Top of Exercise data

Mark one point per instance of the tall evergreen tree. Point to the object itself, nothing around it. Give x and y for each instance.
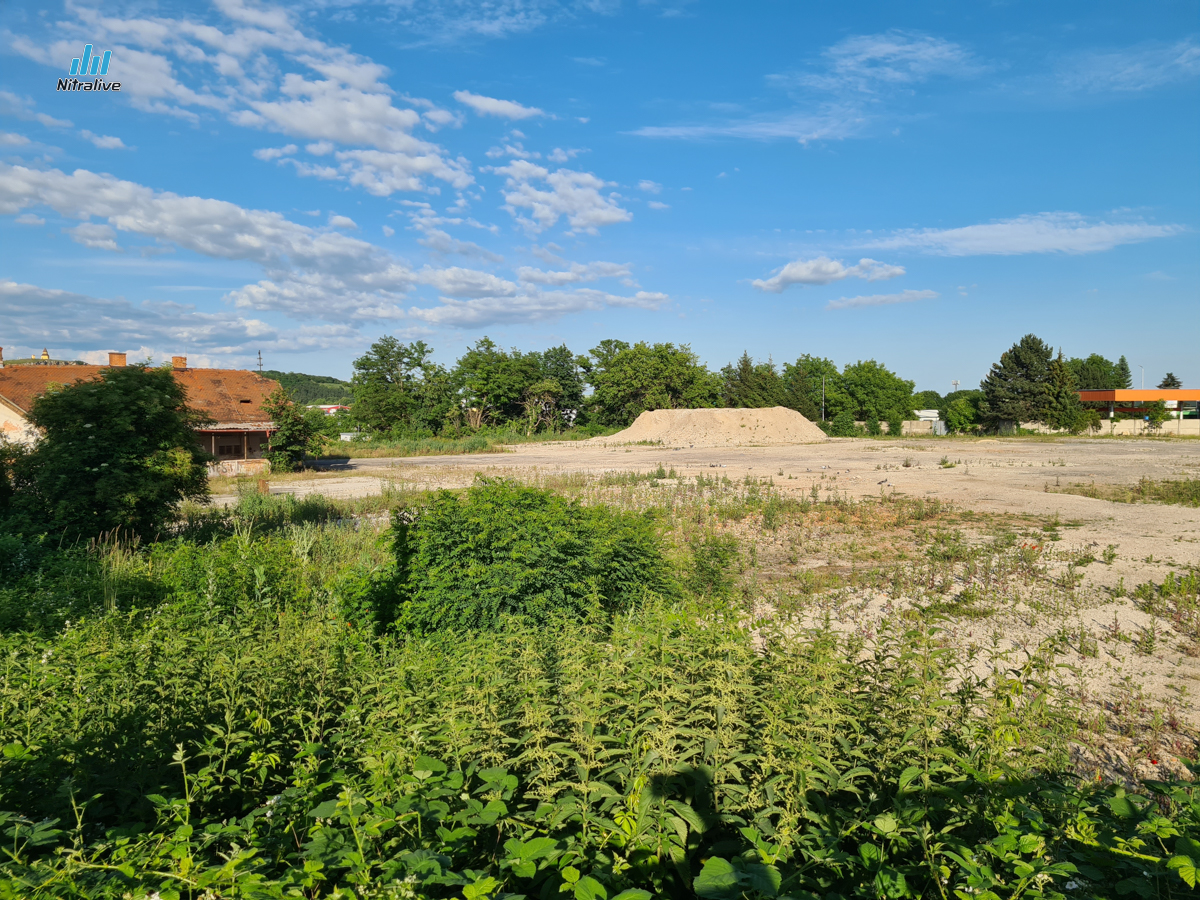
(1018, 387)
(1125, 377)
(1062, 409)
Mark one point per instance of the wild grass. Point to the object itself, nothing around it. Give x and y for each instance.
(1180, 492)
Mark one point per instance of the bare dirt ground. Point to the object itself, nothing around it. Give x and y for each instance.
(1015, 565)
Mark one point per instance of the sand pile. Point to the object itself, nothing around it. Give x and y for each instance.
(720, 427)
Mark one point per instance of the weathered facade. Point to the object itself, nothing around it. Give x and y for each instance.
(232, 399)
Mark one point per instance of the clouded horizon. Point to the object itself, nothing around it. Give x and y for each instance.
(916, 185)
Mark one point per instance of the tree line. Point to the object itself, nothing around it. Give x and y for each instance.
(400, 391)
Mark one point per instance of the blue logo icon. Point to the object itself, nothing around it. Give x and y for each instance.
(99, 65)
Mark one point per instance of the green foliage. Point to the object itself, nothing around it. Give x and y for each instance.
(267, 750)
(507, 550)
(803, 384)
(1018, 388)
(399, 390)
(844, 425)
(1062, 407)
(928, 400)
(311, 390)
(874, 389)
(1156, 414)
(630, 379)
(298, 431)
(117, 453)
(1096, 373)
(711, 573)
(1123, 375)
(751, 385)
(960, 415)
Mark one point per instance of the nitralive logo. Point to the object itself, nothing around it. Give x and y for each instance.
(89, 65)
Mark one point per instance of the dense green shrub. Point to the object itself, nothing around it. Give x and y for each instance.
(503, 549)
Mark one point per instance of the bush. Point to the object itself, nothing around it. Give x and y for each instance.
(503, 549)
(844, 425)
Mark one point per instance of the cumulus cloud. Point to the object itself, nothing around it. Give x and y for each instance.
(531, 306)
(904, 297)
(105, 142)
(274, 153)
(1041, 233)
(575, 274)
(825, 270)
(34, 316)
(549, 196)
(1135, 69)
(499, 108)
(97, 237)
(309, 271)
(262, 71)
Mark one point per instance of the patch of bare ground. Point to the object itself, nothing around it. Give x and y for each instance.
(969, 537)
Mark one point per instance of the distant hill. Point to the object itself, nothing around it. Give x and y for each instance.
(310, 390)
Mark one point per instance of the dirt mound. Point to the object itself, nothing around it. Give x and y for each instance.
(720, 427)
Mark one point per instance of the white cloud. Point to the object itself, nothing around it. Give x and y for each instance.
(240, 71)
(309, 271)
(466, 282)
(501, 108)
(825, 270)
(1137, 69)
(574, 195)
(905, 297)
(103, 142)
(575, 274)
(97, 237)
(274, 153)
(37, 317)
(1041, 233)
(532, 306)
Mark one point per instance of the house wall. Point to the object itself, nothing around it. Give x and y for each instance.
(13, 426)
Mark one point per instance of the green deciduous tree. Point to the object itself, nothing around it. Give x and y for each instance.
(1018, 387)
(750, 385)
(504, 549)
(875, 390)
(117, 453)
(298, 431)
(630, 379)
(1096, 373)
(803, 387)
(1062, 407)
(1123, 375)
(399, 389)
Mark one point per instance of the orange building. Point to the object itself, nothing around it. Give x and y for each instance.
(231, 397)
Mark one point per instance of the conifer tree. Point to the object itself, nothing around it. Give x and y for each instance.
(1018, 387)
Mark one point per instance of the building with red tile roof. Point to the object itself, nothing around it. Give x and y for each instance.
(229, 397)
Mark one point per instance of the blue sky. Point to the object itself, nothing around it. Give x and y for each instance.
(918, 183)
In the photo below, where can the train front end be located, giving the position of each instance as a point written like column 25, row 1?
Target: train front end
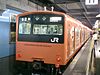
column 40, row 38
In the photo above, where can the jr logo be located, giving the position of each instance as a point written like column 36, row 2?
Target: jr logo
column 55, row 39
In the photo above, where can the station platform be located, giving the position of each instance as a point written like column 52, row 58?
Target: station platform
column 80, row 65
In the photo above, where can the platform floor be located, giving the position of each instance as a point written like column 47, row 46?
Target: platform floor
column 6, row 63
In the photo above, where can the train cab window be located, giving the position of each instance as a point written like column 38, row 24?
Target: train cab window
column 48, row 29
column 25, row 25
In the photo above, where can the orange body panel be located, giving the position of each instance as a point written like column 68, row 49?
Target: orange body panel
column 49, row 52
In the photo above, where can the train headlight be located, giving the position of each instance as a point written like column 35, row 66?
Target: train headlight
column 18, row 55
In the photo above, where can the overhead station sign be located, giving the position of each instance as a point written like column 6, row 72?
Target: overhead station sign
column 91, row 2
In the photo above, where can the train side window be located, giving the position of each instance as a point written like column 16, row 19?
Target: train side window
column 47, row 29
column 25, row 25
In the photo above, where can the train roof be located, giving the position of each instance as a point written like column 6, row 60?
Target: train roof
column 53, row 12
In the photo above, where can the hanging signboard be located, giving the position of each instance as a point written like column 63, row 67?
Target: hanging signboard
column 91, row 2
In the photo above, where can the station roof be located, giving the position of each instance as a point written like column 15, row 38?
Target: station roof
column 78, row 9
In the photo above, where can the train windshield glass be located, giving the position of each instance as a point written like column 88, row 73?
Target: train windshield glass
column 25, row 25
column 47, row 24
column 41, row 28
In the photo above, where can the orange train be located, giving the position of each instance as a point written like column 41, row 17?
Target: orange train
column 48, row 40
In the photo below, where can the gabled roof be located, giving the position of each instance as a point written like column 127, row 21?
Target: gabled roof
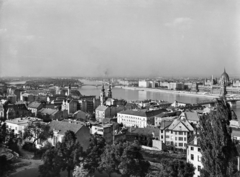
column 142, row 113
column 192, row 116
column 64, row 126
column 48, row 111
column 165, row 124
column 145, row 131
column 34, row 104
column 184, row 122
column 101, row 108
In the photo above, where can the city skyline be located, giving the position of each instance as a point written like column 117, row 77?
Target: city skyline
column 119, row 38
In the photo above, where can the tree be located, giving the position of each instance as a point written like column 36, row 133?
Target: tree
column 80, row 171
column 92, row 157
column 217, row 147
column 51, row 164
column 37, row 131
column 132, row 162
column 175, row 168
column 65, row 156
column 70, row 151
column 124, row 158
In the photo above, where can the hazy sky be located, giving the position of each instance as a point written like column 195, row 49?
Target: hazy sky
column 120, row 37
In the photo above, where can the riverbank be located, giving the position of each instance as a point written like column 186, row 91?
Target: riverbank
column 207, row 95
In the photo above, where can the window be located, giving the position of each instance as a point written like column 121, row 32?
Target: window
column 199, row 159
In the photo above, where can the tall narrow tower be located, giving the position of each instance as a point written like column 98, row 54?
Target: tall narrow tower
column 110, row 91
column 102, row 95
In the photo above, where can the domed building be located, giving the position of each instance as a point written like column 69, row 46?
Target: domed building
column 224, row 79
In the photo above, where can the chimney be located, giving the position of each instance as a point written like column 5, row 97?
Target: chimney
column 195, row 140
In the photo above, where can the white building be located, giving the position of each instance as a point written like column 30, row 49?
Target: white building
column 176, row 133
column 19, row 124
column 139, row 118
column 144, row 83
column 194, row 156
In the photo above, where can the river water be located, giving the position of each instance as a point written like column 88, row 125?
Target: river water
column 133, row 95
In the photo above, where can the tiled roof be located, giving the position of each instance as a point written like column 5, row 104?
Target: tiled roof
column 48, row 111
column 22, row 121
column 145, row 131
column 142, row 113
column 34, row 104
column 168, row 114
column 64, row 126
column 165, row 124
column 101, row 108
column 193, row 116
column 184, row 122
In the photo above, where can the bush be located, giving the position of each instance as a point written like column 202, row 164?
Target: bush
column 39, row 152
column 29, row 147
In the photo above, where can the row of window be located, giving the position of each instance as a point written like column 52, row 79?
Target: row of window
column 176, row 138
column 176, row 133
column 198, row 157
column 198, row 149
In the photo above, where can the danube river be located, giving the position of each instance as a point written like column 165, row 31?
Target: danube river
column 133, row 95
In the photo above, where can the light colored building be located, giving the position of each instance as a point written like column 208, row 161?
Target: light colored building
column 138, row 118
column 19, row 124
column 61, row 127
column 69, row 105
column 34, row 107
column 104, row 130
column 103, row 112
column 143, row 83
column 194, row 156
column 176, row 133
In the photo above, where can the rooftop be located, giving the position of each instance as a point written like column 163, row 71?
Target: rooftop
column 142, row 113
column 64, row 126
column 22, row 121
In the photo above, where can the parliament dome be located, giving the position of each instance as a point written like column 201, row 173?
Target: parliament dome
column 224, row 78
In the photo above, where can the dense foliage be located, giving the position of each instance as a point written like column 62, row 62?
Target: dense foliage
column 37, row 131
column 65, row 156
column 218, row 150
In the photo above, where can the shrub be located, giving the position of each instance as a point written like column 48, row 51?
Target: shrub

Bottom of Exercise data

**Activity:**
Copy the lines above exactly. Start with the line containing "In the photo above, where can the city", end with the line containing "In the photo above, where can the tree", and include both.

**The answer:**
In the photo above, where can the city skyline be located, giving the position of each instance as a point written like column 117, row 77?
Target: city skyline
column 119, row 38
In the photo above, where can the tree be located, giving the position of each instance as a point written like column 36, row 133?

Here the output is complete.